[Start]
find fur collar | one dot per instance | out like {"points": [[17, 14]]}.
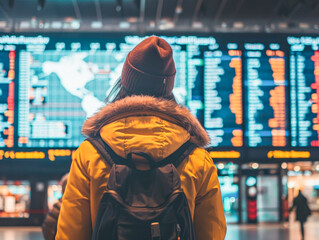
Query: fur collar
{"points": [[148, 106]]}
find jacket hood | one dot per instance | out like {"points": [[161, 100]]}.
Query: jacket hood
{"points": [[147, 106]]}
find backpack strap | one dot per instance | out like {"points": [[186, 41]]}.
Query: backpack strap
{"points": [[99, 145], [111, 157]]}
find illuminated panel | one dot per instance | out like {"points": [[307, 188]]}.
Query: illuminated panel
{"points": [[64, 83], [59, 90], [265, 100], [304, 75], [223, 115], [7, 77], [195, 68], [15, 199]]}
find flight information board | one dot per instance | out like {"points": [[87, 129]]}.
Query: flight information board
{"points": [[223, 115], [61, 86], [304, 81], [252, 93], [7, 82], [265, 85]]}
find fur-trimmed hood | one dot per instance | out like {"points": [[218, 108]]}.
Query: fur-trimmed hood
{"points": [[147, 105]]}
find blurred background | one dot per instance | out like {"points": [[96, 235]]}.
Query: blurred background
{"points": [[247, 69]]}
[End]
[Start]
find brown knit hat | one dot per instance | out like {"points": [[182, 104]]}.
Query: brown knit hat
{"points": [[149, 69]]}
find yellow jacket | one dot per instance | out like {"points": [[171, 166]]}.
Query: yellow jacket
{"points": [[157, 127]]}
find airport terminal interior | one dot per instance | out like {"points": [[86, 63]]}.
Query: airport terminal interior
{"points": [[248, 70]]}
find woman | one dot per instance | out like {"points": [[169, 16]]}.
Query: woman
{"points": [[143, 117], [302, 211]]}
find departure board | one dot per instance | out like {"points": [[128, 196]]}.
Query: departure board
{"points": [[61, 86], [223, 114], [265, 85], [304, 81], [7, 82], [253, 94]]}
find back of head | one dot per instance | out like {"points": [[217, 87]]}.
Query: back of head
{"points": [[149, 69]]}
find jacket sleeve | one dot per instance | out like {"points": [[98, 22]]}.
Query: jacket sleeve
[End]
[Start]
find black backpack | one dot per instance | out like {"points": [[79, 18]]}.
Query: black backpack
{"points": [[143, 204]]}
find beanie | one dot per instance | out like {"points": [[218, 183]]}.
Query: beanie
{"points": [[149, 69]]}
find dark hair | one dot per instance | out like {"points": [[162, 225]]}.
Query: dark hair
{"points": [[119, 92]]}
[End]
## Task details
Gather every line of the listing above that contains the word "yellow", treating uppercase and lowercase as different.

## Solution to this task
find yellow jacket | one dot per instance | out like {"points": [[171, 166]]}.
Query: yellow jacket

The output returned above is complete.